# SET TASK:
Rewrite everything from the line containing "locate: white mosque" down to the end of the items, changing "result" to "answer" and keeping all else the same.

(Point-based annotation data)
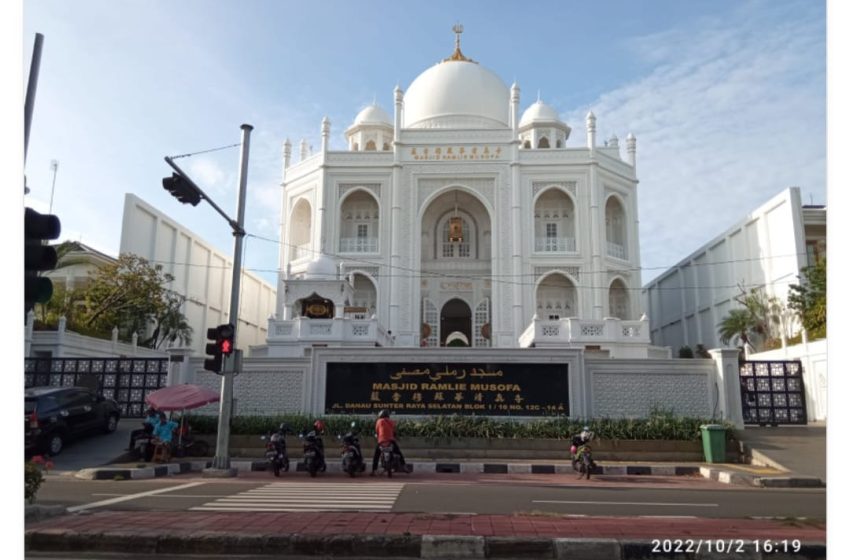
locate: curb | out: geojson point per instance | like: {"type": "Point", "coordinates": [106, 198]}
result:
{"type": "Point", "coordinates": [36, 512]}
{"type": "Point", "coordinates": [371, 546]}
{"type": "Point", "coordinates": [130, 473]}
{"type": "Point", "coordinates": [734, 477]}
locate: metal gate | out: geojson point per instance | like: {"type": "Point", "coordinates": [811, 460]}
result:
{"type": "Point", "coordinates": [772, 393]}
{"type": "Point", "coordinates": [127, 380]}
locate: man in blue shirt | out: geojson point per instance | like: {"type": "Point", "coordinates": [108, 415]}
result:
{"type": "Point", "coordinates": [163, 431]}
{"type": "Point", "coordinates": [147, 428]}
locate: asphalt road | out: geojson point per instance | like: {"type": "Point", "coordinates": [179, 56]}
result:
{"type": "Point", "coordinates": [447, 493]}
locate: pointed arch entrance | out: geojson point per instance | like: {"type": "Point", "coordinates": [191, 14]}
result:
{"type": "Point", "coordinates": [455, 316]}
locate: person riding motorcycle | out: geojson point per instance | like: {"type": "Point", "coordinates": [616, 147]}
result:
{"type": "Point", "coordinates": [385, 430]}
{"type": "Point", "coordinates": [319, 429]}
{"type": "Point", "coordinates": [580, 440]}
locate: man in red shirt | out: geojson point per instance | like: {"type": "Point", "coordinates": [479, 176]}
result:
{"type": "Point", "coordinates": [385, 429]}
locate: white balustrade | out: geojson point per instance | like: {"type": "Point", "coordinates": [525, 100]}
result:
{"type": "Point", "coordinates": [358, 245]}
{"type": "Point", "coordinates": [555, 244]}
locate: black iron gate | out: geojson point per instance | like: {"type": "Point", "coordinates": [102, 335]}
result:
{"type": "Point", "coordinates": [127, 380]}
{"type": "Point", "coordinates": [772, 393]}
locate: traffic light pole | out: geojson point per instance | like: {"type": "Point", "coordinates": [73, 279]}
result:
{"type": "Point", "coordinates": [221, 461]}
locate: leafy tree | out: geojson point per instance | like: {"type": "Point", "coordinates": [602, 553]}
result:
{"type": "Point", "coordinates": [808, 299]}
{"type": "Point", "coordinates": [736, 326]}
{"type": "Point", "coordinates": [130, 294]}
{"type": "Point", "coordinates": [756, 323]}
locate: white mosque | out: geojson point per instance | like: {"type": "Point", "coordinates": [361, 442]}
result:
{"type": "Point", "coordinates": [460, 220]}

# TASK RESPONSE:
locate: white mosque | out: geojson point per instance | like: {"type": "Point", "coordinates": [361, 442]}
answer:
{"type": "Point", "coordinates": [460, 220]}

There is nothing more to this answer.